**WHAT TO PRODUCE**
A verbatim repeat of the lines below is required, with the pictures removed.

**ENTRIES SUPPLIED**
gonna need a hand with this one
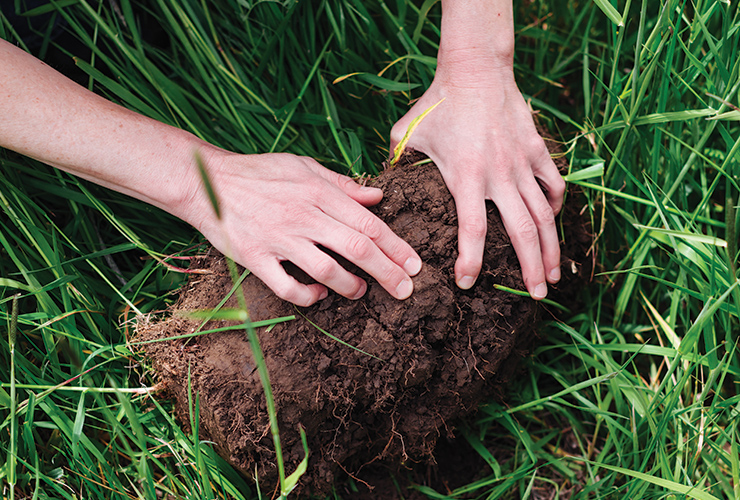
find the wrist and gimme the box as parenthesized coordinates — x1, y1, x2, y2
(167, 138, 229, 231)
(432, 52, 517, 93)
(436, 0, 515, 83)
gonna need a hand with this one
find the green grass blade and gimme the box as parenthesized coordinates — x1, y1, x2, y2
(591, 0, 624, 26)
(585, 461, 721, 500)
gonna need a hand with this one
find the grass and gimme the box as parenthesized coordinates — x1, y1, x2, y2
(0, 0, 739, 498)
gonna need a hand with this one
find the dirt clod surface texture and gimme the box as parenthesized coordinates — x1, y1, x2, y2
(137, 138, 591, 496)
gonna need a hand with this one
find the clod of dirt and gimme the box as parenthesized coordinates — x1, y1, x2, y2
(136, 140, 591, 495)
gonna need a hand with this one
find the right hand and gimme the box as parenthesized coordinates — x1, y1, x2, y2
(390, 71, 565, 299)
(181, 150, 422, 307)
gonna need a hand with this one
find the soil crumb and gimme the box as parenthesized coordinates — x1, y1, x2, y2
(136, 140, 591, 496)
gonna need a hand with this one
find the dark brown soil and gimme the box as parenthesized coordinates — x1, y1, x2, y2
(136, 139, 591, 497)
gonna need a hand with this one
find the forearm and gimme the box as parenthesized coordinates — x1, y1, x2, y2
(0, 38, 207, 218)
(1, 39, 424, 306)
(437, 0, 515, 83)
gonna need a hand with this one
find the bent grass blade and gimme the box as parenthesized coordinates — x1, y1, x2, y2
(194, 151, 304, 494)
(591, 0, 625, 26)
(493, 283, 571, 313)
(294, 307, 382, 361)
(562, 162, 604, 182)
(281, 426, 309, 498)
(390, 97, 445, 168)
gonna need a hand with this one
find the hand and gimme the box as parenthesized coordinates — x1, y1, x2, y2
(0, 38, 422, 307)
(182, 150, 422, 307)
(390, 69, 565, 299)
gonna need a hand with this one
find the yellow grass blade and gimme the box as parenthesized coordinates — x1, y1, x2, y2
(390, 97, 445, 168)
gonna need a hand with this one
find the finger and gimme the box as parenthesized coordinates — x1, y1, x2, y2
(451, 181, 488, 290)
(307, 159, 384, 207)
(316, 222, 415, 300)
(289, 244, 370, 301)
(320, 196, 422, 277)
(255, 258, 329, 307)
(495, 192, 548, 300)
(531, 151, 566, 215)
(520, 176, 561, 284)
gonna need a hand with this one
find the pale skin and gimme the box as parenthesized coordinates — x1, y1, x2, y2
(0, 0, 563, 306)
(392, 0, 565, 299)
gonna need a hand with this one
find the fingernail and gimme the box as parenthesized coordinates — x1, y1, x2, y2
(395, 277, 414, 299)
(319, 289, 329, 301)
(533, 282, 548, 299)
(457, 275, 476, 290)
(404, 256, 422, 276)
(352, 282, 367, 300)
(549, 267, 561, 283)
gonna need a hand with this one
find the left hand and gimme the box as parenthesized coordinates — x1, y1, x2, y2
(390, 68, 565, 299)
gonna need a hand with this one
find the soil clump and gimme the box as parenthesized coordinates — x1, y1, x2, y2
(136, 140, 591, 496)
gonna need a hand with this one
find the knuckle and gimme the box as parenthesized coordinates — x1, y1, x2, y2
(529, 136, 549, 155)
(311, 257, 337, 282)
(357, 214, 384, 241)
(534, 201, 556, 226)
(346, 233, 375, 261)
(456, 255, 481, 276)
(514, 215, 539, 243)
(551, 176, 567, 198)
(375, 265, 400, 288)
(460, 215, 488, 240)
(337, 174, 355, 191)
(542, 175, 566, 215)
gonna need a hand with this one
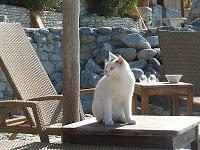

**RESULT OF THIS TASK**
gonna need a hand with this one
find the wrist and gimme the box as parenthesized coordinates — x1, y1, x2, y2
(167, 138, 229, 231)
(432, 52, 517, 93)
(436, 0, 515, 83)
gonna need a hand with this one
find the green grass blade and gimme the box as parenthesized coordinates — x1, y1, x2, y2
(591, 0, 624, 26)
(585, 461, 721, 500)
gonna need a hand with this one
find the grass and gimme the box as parenthesized coordinates — x1, y1, x2, y2
(0, 0, 739, 498)
gonna need a hand with this one
find the dirt clod surface texture and gimme the box as parenthesized coordinates — x1, y1, x2, y2
(137, 138, 591, 496)
gonna need a hand with this one
find the clod of dirt and gimme the box as parenthesized coordinates — x1, y1, x2, y2
(136, 140, 591, 495)
gonna need a hand with this one
find the right hand and gimme the box as parenthesized coordinates — x1, y1, x2, y2
(390, 71, 565, 299)
(181, 150, 422, 307)
gonna need a hand with this one
find the soil crumb and gimme the box as parenthesized coordinates — x1, y1, x2, y2
(136, 140, 591, 496)
gonna need a hand with this one
find the dark brown soil and gimme the box as parenthesized coordinates — x1, y1, x2, y2
(136, 139, 591, 497)
gonna need a hand with this one
find the forearm and gimme the box as parenthesized coordinates — x1, y1, x2, y2
(0, 38, 207, 218)
(1, 39, 424, 306)
(437, 0, 515, 83)
gonna need a hand with this one
find the bent grass blade and gimme the box as parenthesized coordinates — x1, y1, x2, y2
(194, 151, 304, 494)
(591, 0, 625, 26)
(493, 283, 571, 313)
(294, 307, 382, 361)
(562, 162, 604, 182)
(281, 426, 309, 498)
(390, 97, 445, 168)
gonna need a hand with this one
find the hand and gimme the box as parenthesized coordinates — x1, y1, x2, y2
(0, 38, 422, 307)
(182, 150, 422, 307)
(390, 69, 565, 299)
gonna need a hand with this one
find the yellow grass blade and gimme the box as parenthesized coordinates — x1, y1, x2, y2
(390, 97, 445, 168)
gonna need a hand with this one
find the finger and gimme the box as parenthesized coordinates — x1, y1, x2, y2
(451, 181, 488, 290)
(307, 159, 384, 207)
(316, 222, 415, 300)
(289, 244, 370, 301)
(320, 196, 422, 277)
(255, 258, 329, 307)
(495, 192, 548, 300)
(531, 151, 566, 215)
(520, 176, 561, 284)
gonna need a hand with this one
find the pale skin and gimme the box as parenthesized coordinates — x1, y1, x2, y2
(0, 0, 563, 306)
(392, 0, 565, 299)
gonna need a hand with this one
find the fingernail and gimme the box as parenthesized coordinates — x1, y1, x2, y2
(395, 277, 414, 299)
(319, 289, 329, 301)
(533, 282, 548, 299)
(457, 275, 476, 290)
(404, 256, 422, 276)
(352, 282, 367, 300)
(549, 267, 561, 283)
gonna need a hand with this one
find the left hand and gimme the box as parenthesized coordinates — x1, y1, x2, y2
(390, 68, 565, 299)
gonna need a hand with this one
find the soil clump and gimme the box as parenthesized coordinates — x1, y1, x2, y2
(136, 140, 591, 496)
gonna need a hand with this one
find the knuckle and gimme the box as parenthesized coordinates — x1, y1, x2, y2
(529, 136, 549, 155)
(311, 257, 337, 282)
(357, 214, 384, 241)
(534, 201, 556, 226)
(346, 233, 375, 261)
(456, 255, 481, 276)
(514, 215, 539, 243)
(551, 176, 567, 198)
(375, 265, 400, 288)
(460, 215, 488, 240)
(337, 174, 355, 191)
(542, 175, 566, 215)
gonna need a hand with this one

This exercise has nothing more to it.